Problem description: An exact copy of the whole listing is required.

Data:
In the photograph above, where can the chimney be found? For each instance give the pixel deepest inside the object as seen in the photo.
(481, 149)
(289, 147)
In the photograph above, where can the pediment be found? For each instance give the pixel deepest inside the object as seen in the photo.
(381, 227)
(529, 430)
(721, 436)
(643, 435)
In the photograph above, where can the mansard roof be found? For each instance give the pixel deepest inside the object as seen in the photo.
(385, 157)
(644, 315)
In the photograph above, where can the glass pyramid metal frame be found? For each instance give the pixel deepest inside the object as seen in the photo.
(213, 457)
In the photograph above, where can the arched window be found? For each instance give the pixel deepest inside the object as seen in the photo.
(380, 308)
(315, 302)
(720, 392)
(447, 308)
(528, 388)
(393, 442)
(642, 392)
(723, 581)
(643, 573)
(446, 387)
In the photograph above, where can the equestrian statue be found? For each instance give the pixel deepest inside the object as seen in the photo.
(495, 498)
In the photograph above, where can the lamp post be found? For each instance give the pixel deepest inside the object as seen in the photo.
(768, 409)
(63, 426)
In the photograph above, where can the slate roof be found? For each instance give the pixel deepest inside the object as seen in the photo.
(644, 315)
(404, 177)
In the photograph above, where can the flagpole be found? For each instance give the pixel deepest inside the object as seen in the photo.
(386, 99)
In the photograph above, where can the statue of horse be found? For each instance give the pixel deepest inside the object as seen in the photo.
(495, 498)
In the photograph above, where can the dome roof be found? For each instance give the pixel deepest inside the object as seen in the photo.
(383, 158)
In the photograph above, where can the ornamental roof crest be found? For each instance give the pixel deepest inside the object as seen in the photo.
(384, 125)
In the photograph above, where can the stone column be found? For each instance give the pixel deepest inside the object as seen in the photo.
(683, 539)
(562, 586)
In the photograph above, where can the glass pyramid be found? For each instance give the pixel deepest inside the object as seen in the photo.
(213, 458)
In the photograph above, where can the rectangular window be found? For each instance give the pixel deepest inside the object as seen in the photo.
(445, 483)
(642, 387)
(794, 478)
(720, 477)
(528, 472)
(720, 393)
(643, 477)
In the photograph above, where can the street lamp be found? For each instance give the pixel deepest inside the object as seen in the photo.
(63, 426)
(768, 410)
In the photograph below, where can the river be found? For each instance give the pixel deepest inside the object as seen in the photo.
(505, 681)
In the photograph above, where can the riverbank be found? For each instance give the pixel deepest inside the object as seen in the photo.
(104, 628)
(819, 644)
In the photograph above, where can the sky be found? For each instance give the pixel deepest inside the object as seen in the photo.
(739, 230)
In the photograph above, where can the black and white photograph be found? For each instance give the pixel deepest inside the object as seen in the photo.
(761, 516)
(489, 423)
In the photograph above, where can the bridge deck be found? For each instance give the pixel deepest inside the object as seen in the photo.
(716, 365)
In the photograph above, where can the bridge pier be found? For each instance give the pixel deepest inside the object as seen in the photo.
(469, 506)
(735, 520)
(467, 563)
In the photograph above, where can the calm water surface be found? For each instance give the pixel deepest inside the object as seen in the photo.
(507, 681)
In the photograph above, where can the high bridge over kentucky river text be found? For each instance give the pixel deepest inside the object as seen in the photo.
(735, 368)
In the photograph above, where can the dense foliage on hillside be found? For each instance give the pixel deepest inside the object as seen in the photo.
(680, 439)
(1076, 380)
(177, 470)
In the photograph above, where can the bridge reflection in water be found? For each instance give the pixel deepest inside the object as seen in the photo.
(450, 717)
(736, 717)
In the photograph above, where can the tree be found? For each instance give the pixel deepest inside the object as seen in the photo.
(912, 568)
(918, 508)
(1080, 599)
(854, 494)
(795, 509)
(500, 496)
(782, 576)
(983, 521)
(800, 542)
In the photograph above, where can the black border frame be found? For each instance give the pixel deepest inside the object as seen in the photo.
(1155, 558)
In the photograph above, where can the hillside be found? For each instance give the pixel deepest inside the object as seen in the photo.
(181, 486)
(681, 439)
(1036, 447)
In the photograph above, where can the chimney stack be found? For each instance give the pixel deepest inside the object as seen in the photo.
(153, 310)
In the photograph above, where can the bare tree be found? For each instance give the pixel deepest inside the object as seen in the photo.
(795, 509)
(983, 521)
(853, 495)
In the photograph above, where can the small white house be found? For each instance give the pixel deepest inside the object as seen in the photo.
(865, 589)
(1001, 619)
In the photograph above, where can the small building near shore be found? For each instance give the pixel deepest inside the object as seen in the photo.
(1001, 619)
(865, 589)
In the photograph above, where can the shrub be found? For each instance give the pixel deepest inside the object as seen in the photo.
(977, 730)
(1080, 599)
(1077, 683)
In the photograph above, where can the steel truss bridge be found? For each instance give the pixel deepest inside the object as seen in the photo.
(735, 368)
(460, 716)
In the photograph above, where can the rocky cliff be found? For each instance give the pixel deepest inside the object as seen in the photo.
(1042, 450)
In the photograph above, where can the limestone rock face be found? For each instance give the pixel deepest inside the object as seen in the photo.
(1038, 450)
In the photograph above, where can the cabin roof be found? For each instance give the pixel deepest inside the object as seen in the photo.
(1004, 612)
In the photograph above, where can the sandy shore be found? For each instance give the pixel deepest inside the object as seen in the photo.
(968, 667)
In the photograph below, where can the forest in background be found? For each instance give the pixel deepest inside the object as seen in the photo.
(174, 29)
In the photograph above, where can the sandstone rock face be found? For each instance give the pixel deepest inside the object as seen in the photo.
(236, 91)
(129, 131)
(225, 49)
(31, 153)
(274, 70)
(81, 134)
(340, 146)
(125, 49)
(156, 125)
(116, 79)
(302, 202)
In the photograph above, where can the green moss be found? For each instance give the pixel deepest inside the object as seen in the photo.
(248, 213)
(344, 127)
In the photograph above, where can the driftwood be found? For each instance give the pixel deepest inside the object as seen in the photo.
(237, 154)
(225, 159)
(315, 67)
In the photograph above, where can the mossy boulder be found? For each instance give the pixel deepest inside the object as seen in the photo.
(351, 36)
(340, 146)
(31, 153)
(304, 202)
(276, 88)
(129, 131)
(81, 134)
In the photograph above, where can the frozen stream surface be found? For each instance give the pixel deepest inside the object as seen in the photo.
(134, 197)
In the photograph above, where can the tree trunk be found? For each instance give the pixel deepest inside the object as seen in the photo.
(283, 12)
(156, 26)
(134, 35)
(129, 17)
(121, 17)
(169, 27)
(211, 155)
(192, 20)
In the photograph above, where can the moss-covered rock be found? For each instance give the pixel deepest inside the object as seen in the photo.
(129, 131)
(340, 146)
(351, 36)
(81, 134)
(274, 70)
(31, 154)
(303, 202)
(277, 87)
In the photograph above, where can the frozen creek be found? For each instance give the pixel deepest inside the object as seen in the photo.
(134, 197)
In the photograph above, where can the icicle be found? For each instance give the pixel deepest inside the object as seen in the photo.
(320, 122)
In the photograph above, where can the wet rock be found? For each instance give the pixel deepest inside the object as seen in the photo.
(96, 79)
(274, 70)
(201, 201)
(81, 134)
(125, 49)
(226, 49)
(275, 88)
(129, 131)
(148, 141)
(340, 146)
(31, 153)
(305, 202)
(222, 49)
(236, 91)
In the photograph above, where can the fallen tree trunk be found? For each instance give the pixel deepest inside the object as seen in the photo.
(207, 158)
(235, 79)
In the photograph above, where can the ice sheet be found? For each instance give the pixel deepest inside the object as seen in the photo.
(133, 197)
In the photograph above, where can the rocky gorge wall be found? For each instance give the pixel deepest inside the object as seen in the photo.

Response to the exercise:
In the photograph above, where can the chimney be found? For each instance give the pixel deepest inside the object as seen in the photo.
(481, 149)
(289, 147)
In the photograph above, where can the pediment be found? For each instance give the pixel deepest inside the object as seen in the photo.
(381, 227)
(529, 430)
(721, 436)
(643, 435)
In the photograph above, where can the mansard roof be found? For each instance give the pixel deepest inside the object as seen in the photo.
(385, 157)
(644, 315)
In the photograph above, where can the glass pyramid metal frame be found? For each instance give the pixel deepest inside the object as seen in the photo.
(213, 457)
In the photograph above, where can the arched window be found? For each instance give the pixel deepest inside the object as seen in the photo.
(380, 308)
(315, 302)
(720, 392)
(447, 308)
(528, 388)
(393, 442)
(642, 392)
(723, 581)
(643, 573)
(446, 387)
In the photograph above, where can the equestrian statue be found? For each instance give the pixel deepest inside the object as seen in the photo.
(495, 498)
In the photograph above, where can the lamp post be found? For each instance give the pixel deepest inside the object as seen in the photo.
(768, 409)
(63, 426)
In the photograph above, where can the slate roof be found? For each instance give the pixel deepest inside the object as seen in the photo.
(644, 315)
(404, 177)
In the photograph above, where can the flagpole be found? For each instance give the pixel deepest inside the object as seen in the photo.
(386, 99)
In the photograph above, where can the statue of horse be found? For each instance give the pixel deepest inside the object as seen in the photo.
(495, 498)
In the photograph above, where can the dome roof be found? For each instance give the pixel deepest inside the object as seen in the photo.
(383, 158)
In the photograph above, where can the ornamental roof crest be found? For each instance give the pixel deepest inside the object as seen in the photo.
(384, 125)
In the photograph above, where can the stone column be found? For each instance give the pixel deepest inside the object as seen in the photo.
(683, 539)
(562, 586)
In the photograph above, where can the glass pyramid be found? For each instance give the pixel deepest inside the object as seen in the photo.
(213, 458)
In the photograph above, where can the rectangular window be found? For each instance give the pixel deepest inside the object as seen in the photo.
(445, 483)
(642, 387)
(794, 478)
(720, 477)
(528, 472)
(720, 393)
(643, 477)
In the photograph above, where can the street lamp be found? For each instance give the pixel deepest inside the object as seen in the photo.
(63, 426)
(768, 410)
In the photograph below, where can the river be found? For each instance give the pixel deepest inside the object as seen in the photo.
(505, 681)
In the photograph above, where can the riverbank be found? For each instance give the pixel deepest inside the object as seen in the photo.
(104, 628)
(819, 644)
In the photograph above, where can the sky be found? For each instance give the pixel deepest inside the object as seen in the photo.
(739, 230)
In the photograph above, where can the black and white photograph be found? For each instance give the pixel deepest inside the object as seen in the photo.
(761, 516)
(489, 423)
In the photograph above, where can the bridge deck be found? For each instance give the pixel deepest inside the object as seen in the photo.
(716, 365)
In the photograph above, where can the bridge pier be found? For each instance give the pixel deepest inside the object as seen in the photo.
(469, 506)
(735, 520)
(467, 563)
In the photograph above, where can the calm water surface be found? For each instance give the pixel deepest inside the object as seen in the photo.
(507, 681)
In the photograph above, where can the high bridge over kentucky river text be found? For each instance give the pixel deepest inside the object as seen in the photo.
(735, 368)
In the photograph above, where can the dense foliage on hillside be found? For each instance give the pixel deepest inside the object as seen in the photo.
(680, 439)
(1076, 380)
(177, 470)
In the photograph above, where can the bridge reflection in water be found? For each instance give the pixel deepest inside the object as seen in the photo.
(450, 717)
(736, 717)
In the photograph above, where can the tree be found? For each instance give the pixel deepest inside the object as seen in the photo.
(912, 568)
(918, 508)
(1080, 599)
(854, 494)
(795, 509)
(500, 496)
(782, 576)
(983, 521)
(800, 542)
In the photograph above, where can the black border frame be found? For each instance give the pixel deepest inside the object as seen in the photo.
(1155, 558)
In the photograph above, where can the hillside be found? For each instance give the pixel deepest inside the object as seen in the photo.
(181, 486)
(681, 439)
(1036, 447)
In the photograph above, where can the chimney stack be found? For each instance give the pixel deepest inside the object as seen in the photo.
(153, 310)
In the photograph above, where can the bare tree be found? For each instance give the pixel deepest inside the object as seen in the photo.
(795, 509)
(983, 521)
(853, 495)
In the photograph above, where can the small white house be found? For each instance give the pixel deepest inside the object as seen in the photo.
(865, 589)
(1001, 619)
In the photograph above, where can the small building near shore be found? For each instance give the pixel deepest inside the object as seen in the photo.
(1001, 619)
(865, 589)
In the photograph above, where can the shrub be found? For each instance give the pixel deepest inside the object as seen in the photo.
(977, 730)
(1080, 599)
(1077, 683)
In the photograph above, where can the steel truss bridge be found? For each instance give the pixel deepest inside the object as seen in the photo.
(735, 368)
(460, 716)
In the photograph above, where can the rocky cliff be found? For each instance give the pixel deepest inside the object as seen in the photo.
(1042, 450)
In the photograph above, where can the limestone rock face be found? For each instance give the pixel deepest inside the object as seen in the photo.
(1038, 450)
In the photograph above, where can the cabin roof be found? For each instance give the pixel deepest inside the object as seen in the photo.
(1004, 612)
In the photograph above, where can the sandy shore be found? For each instance give the pixel deepest inside the object as seen in the photo.
(968, 667)
In the photograph below, where can the forest in background be found? For each instance give the pixel deepest inside the object as seen in the photo.
(174, 29)
In the photograph above, where can the sandstone rock face be found? For each instance give the pixel deepest inside the object as seen in the photo.
(236, 91)
(129, 131)
(225, 49)
(31, 153)
(274, 70)
(81, 134)
(340, 146)
(125, 49)
(156, 125)
(116, 79)
(302, 202)
In the photograph above, where can the green moss be found? For each instance give the pixel deepest inside the object as seen in the photo.
(248, 213)
(344, 127)
In the photograph above, where can the driftwood be found? For each instance give the pixel deepest inside the object as seen in the photo.
(237, 154)
(225, 159)
(315, 67)
In the photograph above, where can the mossy boulder be found? For each instance give the pixel deepest inside the object as seen in the photo.
(351, 36)
(340, 146)
(31, 153)
(304, 202)
(276, 88)
(129, 131)
(81, 134)
In the photograph above, where can the frozen stream surface be found? For each instance give the pixel deepest inside the object as seen in the photo.
(134, 197)
In the photograph above, where can the tree trunk be found? For each instance give the pixel deepest inside the object as seen in the photo.
(283, 12)
(156, 26)
(134, 35)
(129, 17)
(121, 17)
(169, 27)
(211, 155)
(192, 20)
In the photograph above, where can the moss-covered rock be found? For each instance give the pixel deepest inside the object as seen in the photo.
(129, 131)
(340, 146)
(351, 36)
(81, 134)
(274, 70)
(31, 154)
(303, 202)
(277, 87)
In the photograph above, where can the frozen creek be found? For each instance give the pixel deepest inside the object as seen in the photo.
(134, 197)
In the photograph above, where can the icicle be found? For each instance give the pixel deepest inside the object as seen in the photo.
(320, 122)
In the photograph above, where can the wet rock be found? For each instance give the pixel deepest inside the object as seen in the photo.
(96, 79)
(274, 70)
(201, 201)
(81, 134)
(125, 49)
(226, 49)
(275, 88)
(129, 131)
(148, 141)
(340, 146)
(31, 153)
(305, 202)
(222, 49)
(236, 91)
In the photograph above, where can the fallen tree trunk be found? For each instance give the pixel deepest inside the object as seen in the photo.
(207, 158)
(235, 79)
In the photograph above, where can the ice sheet be found? For each instance give the pixel deepest inside the object as seen in the photo.
(133, 197)
In the photograph above, where can the rocky gorge wall be found? For each instance give the pixel deepest inside the object as seen in the photo.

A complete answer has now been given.